▶ **WHAT TO DO**:
Please extend the catalogue entry for Raoul Dufy's painting of the ancient theater at Taormina, starting after its last line.

▶ **TEXT PASSAGE**:
------------------------------------------------------------------------

Le théâtre antique de Taormina

Details
RAOUL DUFY (1877-1953)
Le théâtre antique de Taormina
signed 'Raoul Dufy' (lower right)
oil on canvas
32 x 39 ½ in. (81.4 x 100.5 cm.)
Painted in 1923
Provenance
Henri Kapferer, Boulogne-Billancourt (by 1938).
Private collection, Nantes (by 1953).
Anon. sale, Hôtel Drouot, Paris, 15 June 2007, lot 42.
Anon. (acquired at the above sale); sale, Christie's, London, 17 July 2020, lot 14.
Acquired at the above sale by the present owner.
Literature
C. Zervos, Raoul Dufy, Paris, 1928, no. 44 (illustrated; titled Taormina).
M. Brion, Raoul Dufy: Paintings and Watercolors, New York, 1958, no. 23 (illustrated; titled Taormina, Mount Etna).
M. Laffaille, Raoul Dufy: Catalogue raisonné de l’oeuvre peint, Geneva, 1973, vol. II, p. 158, no. 599 (illustrated).
D. Perez-Tibi, Dufy, Paris, 1989, p. 137, no. 178 (illustrated; titled Taormina, Etna).
Exhibited
Kunsthalle Basel, Vlaminck, R. Dufy, Rouault, May-June 1938, no. 63 (titled Taormina).
Paris, Musée national d’art moderne, Raoul Dufy, 1953, no. 41 (titled Taormina, L'Etna).
Kunsthalle Basel, Raoul Dufy, April-June 1954, no. 37 (titled Taormina, l'Etna).

------------------------------------------------------------------------

▶ **DATASET EXCERPTS**:
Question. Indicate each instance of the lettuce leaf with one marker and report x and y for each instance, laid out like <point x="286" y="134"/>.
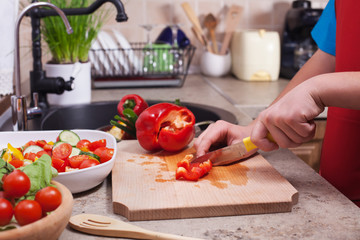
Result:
<point x="40" y="173"/>
<point x="5" y="168"/>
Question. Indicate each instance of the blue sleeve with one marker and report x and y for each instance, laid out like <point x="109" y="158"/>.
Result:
<point x="324" y="32"/>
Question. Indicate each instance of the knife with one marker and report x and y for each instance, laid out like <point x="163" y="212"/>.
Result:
<point x="229" y="154"/>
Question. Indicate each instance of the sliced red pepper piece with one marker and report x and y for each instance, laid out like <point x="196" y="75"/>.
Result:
<point x="165" y="126"/>
<point x="134" y="102"/>
<point x="192" y="171"/>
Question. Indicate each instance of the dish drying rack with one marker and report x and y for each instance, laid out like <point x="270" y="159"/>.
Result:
<point x="142" y="65"/>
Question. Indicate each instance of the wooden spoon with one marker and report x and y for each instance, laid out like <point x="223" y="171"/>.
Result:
<point x="210" y="23"/>
<point x="106" y="226"/>
<point x="196" y="25"/>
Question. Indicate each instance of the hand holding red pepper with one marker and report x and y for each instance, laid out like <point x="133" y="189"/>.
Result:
<point x="165" y="126"/>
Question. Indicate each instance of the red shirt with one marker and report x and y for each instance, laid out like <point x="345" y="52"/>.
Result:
<point x="340" y="159"/>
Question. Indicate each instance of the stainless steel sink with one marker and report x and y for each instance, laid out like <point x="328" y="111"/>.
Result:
<point x="97" y="115"/>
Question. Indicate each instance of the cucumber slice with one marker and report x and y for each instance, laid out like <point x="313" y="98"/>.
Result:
<point x="90" y="155"/>
<point x="69" y="137"/>
<point x="75" y="151"/>
<point x="33" y="149"/>
<point x="57" y="144"/>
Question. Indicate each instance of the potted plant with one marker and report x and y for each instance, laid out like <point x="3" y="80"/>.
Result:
<point x="68" y="51"/>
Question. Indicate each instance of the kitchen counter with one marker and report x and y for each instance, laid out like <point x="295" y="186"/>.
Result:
<point x="321" y="213"/>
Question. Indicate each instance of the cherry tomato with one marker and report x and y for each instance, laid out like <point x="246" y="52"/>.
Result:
<point x="49" y="198"/>
<point x="40" y="143"/>
<point x="75" y="161"/>
<point x="58" y="164"/>
<point x="27" y="211"/>
<point x="40" y="153"/>
<point x="83" y="145"/>
<point x="6" y="212"/>
<point x="16" y="184"/>
<point x="96" y="144"/>
<point x="17" y="163"/>
<point x="104" y="153"/>
<point x="48" y="147"/>
<point x="89" y="163"/>
<point x="29" y="144"/>
<point x="63" y="151"/>
<point x="31" y="156"/>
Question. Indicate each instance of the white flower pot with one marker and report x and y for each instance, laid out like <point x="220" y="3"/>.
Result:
<point x="81" y="94"/>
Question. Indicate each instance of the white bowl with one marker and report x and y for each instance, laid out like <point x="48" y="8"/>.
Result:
<point x="78" y="180"/>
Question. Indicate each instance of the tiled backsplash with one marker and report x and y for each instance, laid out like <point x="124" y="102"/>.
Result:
<point x="257" y="14"/>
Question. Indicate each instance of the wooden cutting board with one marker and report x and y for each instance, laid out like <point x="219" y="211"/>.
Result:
<point x="144" y="187"/>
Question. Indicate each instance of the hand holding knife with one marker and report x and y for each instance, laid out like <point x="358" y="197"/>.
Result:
<point x="229" y="154"/>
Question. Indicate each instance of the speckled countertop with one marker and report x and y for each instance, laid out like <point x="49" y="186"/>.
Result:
<point x="321" y="213"/>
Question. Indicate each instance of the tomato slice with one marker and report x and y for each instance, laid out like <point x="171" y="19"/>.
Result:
<point x="17" y="163"/>
<point x="89" y="163"/>
<point x="62" y="151"/>
<point x="75" y="161"/>
<point x="40" y="153"/>
<point x="48" y="147"/>
<point x="96" y="144"/>
<point x="30" y="156"/>
<point x="192" y="171"/>
<point x="83" y="145"/>
<point x="58" y="164"/>
<point x="40" y="143"/>
<point x="104" y="153"/>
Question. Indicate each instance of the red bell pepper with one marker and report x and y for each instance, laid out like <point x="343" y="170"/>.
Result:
<point x="165" y="126"/>
<point x="132" y="101"/>
<point x="192" y="171"/>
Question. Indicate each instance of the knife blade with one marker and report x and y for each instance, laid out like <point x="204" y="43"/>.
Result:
<point x="227" y="155"/>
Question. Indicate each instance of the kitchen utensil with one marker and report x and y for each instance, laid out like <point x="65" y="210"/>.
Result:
<point x="76" y="181"/>
<point x="49" y="227"/>
<point x="210" y="23"/>
<point x="256" y="55"/>
<point x="247" y="187"/>
<point x="198" y="36"/>
<point x="196" y="24"/>
<point x="232" y="19"/>
<point x="229" y="154"/>
<point x="106" y="226"/>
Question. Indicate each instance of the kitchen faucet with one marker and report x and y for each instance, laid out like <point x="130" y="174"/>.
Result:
<point x="20" y="112"/>
<point x="38" y="81"/>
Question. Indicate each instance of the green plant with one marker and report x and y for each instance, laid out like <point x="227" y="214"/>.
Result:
<point x="71" y="48"/>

------------------------------------------------------------------------

▶ **TASK RESPONSE**:
Lot Essay

What Dufy painted no other artist could have rendered, because no other possessed his gift for receiving and reflecting sensations of pleasure, light, and joy… His fine talent as a painter, his masterly use of smooth, brilliant, shining paint, so light and transparent, shows how perfectly his technique suited his artistic feeling’ (M. Brion, Raoul Dufy: Paintings and Watercolours, London, 1958, p. 6).
Painted in 1923, during the artist’s journey to Sicily, the present work depicts the Greek theatre in Taormina. Inspired by the Mediterranean landscape, attracted by the ancient and modern buildings bathed in light, Dufy brought new life to the ruins of the Greek theatre at Taormina where he was to meet up with Pierre Courthion.
Executed with dynamic and cheerful brushstrokes, Le théâtre antique de Taormina glorifies the beauty and nobility of Sicily. The surface of the mountains and texture of the clouds are animated within the vital breadth of mark-making inherent in the artist's masterful technique with the influence of Fauvism readily seen in both the intensity of colour and in the loose application of the paint.
For Dufy, Sicily’s main attraction was the light. ‘In Taormina […] the air, touched by a fiery light, throbbed between the columns of the Greek theatre, above the overhanging rocks, from which the eye plunges into the sea spread out below…[Dufy] had taken up his position on the terraces, in the ruins of the Greek theatre, painting its columns. (Pierre Courthion quoted in D. Perez-Tibi, Dufy, London, 1989, p. 136).